What to expect and how to prepare for your child’s first speech therapy session
A speech therapist’s job is to take all that the child CAN do to communicate, and use it to build and improve on what may be a challenge (no matter how small or big).
I have never taken a child to speech therapy, so I’m not sure what it feels like. My experience as a speech pathologist though, has taught me a few things about what tends to make attending speech therapy a little easier.
Here are just some basic ideas on how to make the experience of attending the first speech therapy session as smooth as possible:
Before the first session:
- A good night’s sleep is recommended, but don’t stress if this, for one reason or another, doesn’t work out.
- Bring a favourite toy (or 2), a drink and maybe snacks. More often than not, food is avoided in speech and language sessions, but pre and post it may be useful. It is a good idea to keep the favourite toy out of sight in a bag. It may be used in the session or not at all.
- If your child is coming for concerns about feeding, bringing samples of some frequently consumed food and drink is helpful. It is also useful to bring foods that are challenging for your child. If your child is using specific utensils, it is helpful to bring those along too.
- Depending on the age of your child, talking about the session prior to it in a positive manner can help prepare your child. Pre-school and school aged children especially like to know what’s going on and why. Remember to avoid negative phrasing (e..g ‘because you can’t talk properly’, ‘because your speech is bad’, or similar). Keep it positive.
- If siblings are coming along to the session, explain to them what is happening, why it’s happening and bring along something for them to do. Most clinics will have activities for them to do, but I find most siblings use things they bring from home , or, more recently, spend the time on an iPhone (with headphones).

- RECORD SET
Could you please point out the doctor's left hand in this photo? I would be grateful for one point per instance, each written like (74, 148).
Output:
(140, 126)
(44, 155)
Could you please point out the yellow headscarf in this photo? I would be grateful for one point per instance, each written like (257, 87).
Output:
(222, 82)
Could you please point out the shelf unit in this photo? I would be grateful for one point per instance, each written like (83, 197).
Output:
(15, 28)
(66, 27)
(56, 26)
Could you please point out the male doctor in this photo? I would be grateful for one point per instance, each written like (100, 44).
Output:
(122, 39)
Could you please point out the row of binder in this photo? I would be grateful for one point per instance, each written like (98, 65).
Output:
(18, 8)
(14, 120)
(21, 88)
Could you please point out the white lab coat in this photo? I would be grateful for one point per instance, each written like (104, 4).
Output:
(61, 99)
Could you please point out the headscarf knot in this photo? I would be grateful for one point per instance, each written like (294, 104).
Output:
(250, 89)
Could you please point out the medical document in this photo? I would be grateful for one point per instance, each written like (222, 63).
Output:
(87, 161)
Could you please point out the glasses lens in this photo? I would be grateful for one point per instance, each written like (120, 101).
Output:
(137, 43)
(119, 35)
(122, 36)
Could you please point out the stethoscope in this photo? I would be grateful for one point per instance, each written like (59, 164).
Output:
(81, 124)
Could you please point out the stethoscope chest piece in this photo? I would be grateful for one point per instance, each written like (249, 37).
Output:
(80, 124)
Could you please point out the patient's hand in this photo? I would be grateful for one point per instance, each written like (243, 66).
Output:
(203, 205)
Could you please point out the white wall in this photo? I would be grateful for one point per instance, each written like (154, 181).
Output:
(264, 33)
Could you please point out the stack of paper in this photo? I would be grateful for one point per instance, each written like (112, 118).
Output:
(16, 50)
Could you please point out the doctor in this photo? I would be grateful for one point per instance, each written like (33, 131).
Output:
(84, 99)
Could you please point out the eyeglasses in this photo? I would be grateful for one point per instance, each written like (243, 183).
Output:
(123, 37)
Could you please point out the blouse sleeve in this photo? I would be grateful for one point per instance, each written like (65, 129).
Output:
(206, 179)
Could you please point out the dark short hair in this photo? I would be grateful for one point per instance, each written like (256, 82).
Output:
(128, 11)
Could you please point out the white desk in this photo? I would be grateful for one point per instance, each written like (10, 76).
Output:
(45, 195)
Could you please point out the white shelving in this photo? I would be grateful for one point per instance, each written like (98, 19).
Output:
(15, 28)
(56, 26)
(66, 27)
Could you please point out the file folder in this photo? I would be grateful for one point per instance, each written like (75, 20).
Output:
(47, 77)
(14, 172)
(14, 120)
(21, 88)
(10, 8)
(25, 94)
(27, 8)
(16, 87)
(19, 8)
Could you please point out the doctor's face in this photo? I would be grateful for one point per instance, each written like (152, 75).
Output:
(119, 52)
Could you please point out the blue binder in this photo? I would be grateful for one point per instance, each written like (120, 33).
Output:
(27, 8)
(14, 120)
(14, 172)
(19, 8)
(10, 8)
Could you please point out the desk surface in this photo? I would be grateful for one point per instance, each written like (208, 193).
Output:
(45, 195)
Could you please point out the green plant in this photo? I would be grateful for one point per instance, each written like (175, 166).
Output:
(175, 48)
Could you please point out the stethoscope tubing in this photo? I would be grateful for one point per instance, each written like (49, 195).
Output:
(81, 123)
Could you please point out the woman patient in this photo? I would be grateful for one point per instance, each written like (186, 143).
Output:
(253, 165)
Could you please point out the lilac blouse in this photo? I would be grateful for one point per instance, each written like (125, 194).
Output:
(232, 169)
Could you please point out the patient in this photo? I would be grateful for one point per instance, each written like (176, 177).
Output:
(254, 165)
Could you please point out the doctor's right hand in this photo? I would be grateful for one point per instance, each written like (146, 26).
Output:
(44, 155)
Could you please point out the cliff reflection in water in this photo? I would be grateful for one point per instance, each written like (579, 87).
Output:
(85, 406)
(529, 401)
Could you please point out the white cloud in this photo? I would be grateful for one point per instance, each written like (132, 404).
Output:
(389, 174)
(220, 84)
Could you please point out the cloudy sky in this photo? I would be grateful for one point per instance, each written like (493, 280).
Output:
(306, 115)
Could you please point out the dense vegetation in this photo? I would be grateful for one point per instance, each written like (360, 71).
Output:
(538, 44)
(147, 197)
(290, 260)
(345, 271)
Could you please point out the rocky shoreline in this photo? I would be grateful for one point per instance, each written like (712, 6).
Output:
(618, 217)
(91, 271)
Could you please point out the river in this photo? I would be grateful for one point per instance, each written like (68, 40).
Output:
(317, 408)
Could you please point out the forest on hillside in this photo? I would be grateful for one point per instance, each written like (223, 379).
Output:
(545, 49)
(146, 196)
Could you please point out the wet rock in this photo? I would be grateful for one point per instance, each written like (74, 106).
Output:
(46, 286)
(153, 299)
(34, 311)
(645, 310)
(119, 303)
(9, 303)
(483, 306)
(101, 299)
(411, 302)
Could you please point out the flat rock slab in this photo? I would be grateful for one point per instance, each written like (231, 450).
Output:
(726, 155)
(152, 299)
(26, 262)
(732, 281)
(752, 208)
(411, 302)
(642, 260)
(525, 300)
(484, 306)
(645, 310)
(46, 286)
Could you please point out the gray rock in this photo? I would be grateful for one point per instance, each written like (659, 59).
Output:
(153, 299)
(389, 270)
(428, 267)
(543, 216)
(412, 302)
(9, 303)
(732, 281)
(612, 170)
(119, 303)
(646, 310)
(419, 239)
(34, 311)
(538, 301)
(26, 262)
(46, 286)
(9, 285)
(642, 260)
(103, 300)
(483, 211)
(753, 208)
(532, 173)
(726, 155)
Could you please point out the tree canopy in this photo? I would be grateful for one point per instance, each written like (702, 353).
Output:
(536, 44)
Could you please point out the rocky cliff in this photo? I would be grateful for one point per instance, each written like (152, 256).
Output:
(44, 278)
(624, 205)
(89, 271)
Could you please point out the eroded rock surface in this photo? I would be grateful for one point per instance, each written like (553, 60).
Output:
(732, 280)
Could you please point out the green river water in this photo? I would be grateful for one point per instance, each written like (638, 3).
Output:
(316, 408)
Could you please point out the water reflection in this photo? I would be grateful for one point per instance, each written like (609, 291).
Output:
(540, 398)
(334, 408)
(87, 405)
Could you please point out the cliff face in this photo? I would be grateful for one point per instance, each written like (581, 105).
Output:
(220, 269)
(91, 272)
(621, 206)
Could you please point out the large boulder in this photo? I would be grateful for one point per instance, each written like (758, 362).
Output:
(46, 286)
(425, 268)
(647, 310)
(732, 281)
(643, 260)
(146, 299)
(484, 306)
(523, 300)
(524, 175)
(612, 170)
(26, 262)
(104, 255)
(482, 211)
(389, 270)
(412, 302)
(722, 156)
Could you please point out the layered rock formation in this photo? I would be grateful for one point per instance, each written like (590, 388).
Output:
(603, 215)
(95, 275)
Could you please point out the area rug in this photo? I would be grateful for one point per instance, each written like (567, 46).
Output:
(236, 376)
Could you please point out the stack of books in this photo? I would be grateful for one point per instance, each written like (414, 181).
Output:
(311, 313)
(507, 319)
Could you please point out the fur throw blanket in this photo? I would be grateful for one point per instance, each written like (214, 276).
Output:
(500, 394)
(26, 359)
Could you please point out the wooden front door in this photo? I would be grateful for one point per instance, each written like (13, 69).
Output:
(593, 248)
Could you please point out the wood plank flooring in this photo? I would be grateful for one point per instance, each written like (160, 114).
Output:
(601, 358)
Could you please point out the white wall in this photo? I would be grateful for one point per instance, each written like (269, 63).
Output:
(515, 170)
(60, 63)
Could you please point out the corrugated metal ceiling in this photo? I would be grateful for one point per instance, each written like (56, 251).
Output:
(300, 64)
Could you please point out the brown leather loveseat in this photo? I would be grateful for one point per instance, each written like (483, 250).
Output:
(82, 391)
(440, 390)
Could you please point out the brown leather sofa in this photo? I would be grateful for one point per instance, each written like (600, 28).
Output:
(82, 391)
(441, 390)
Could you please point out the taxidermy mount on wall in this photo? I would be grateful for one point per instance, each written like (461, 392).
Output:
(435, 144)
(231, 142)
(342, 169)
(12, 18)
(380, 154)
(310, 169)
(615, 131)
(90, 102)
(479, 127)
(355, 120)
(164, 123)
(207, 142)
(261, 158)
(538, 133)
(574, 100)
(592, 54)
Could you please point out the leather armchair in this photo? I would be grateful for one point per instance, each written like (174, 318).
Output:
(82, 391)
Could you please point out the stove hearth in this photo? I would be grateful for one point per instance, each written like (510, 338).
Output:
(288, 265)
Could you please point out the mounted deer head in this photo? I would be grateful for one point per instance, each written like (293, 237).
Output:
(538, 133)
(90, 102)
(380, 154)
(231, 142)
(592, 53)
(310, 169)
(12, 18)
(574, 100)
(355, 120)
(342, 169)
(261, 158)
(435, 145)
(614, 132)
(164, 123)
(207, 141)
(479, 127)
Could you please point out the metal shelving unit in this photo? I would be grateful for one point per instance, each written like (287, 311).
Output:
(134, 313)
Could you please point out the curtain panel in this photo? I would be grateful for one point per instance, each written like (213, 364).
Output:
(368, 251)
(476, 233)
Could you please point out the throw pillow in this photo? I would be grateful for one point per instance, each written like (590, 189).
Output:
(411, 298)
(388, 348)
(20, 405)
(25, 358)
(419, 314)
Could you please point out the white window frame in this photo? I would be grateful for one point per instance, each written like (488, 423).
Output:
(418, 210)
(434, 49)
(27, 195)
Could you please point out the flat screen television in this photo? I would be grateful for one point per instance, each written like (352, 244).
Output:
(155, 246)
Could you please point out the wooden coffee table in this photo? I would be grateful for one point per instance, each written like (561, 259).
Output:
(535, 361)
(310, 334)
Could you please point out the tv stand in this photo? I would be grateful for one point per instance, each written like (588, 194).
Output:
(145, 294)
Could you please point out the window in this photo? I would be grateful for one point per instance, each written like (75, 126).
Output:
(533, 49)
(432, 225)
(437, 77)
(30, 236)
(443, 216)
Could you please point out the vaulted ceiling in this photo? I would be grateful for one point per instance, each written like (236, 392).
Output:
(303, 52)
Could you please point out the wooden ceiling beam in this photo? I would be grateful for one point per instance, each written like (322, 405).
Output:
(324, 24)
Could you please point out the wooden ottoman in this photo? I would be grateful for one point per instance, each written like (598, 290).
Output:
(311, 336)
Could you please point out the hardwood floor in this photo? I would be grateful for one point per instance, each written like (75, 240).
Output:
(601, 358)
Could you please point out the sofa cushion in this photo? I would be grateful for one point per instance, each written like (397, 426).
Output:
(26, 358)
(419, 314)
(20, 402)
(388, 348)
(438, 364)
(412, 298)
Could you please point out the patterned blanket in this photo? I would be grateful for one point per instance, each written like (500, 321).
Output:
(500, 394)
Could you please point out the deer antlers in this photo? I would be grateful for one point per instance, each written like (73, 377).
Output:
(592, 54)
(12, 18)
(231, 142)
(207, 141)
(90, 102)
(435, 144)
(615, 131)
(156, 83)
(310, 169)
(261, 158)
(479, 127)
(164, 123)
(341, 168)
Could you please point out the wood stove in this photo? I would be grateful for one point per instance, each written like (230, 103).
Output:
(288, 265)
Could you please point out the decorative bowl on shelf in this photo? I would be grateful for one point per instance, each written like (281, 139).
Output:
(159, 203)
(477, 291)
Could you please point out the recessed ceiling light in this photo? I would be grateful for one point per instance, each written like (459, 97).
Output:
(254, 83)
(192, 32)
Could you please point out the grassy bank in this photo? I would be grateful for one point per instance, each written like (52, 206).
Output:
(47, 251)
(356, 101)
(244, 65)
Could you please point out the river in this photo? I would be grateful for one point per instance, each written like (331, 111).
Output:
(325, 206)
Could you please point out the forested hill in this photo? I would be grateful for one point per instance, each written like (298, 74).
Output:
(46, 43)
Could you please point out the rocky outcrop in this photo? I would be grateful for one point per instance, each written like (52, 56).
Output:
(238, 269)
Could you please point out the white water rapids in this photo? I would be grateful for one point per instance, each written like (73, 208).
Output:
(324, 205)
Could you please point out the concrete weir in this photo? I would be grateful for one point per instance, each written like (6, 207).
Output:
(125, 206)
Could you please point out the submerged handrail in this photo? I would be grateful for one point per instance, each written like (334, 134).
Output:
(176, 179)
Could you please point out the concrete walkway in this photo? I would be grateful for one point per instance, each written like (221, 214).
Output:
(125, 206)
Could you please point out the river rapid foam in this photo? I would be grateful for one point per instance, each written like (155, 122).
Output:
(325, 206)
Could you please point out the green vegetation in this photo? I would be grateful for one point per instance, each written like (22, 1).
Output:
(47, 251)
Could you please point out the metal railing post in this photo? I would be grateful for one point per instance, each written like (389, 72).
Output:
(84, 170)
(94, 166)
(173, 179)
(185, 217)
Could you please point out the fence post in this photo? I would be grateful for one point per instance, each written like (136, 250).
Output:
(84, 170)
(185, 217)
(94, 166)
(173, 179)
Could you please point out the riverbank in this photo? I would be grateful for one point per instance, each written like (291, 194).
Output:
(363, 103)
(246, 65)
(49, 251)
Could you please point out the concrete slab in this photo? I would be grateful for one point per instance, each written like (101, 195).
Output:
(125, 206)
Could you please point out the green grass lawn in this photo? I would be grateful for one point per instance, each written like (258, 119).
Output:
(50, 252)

- PROBLEMS TO SOLVE
#1 Please list everything the speech therapy guide suggests bringing when a child is coming for feeding concerns.
#2 Where does the speech therapy guide recommend keeping the child's favorite toy?

- SOLUTIONS TO THE TASKS
#1
- Samples of some frequently consumed food and drink
- Foods that are challenging for the child
- Any specific utensils the child uses

#2 Out of sight in a bag.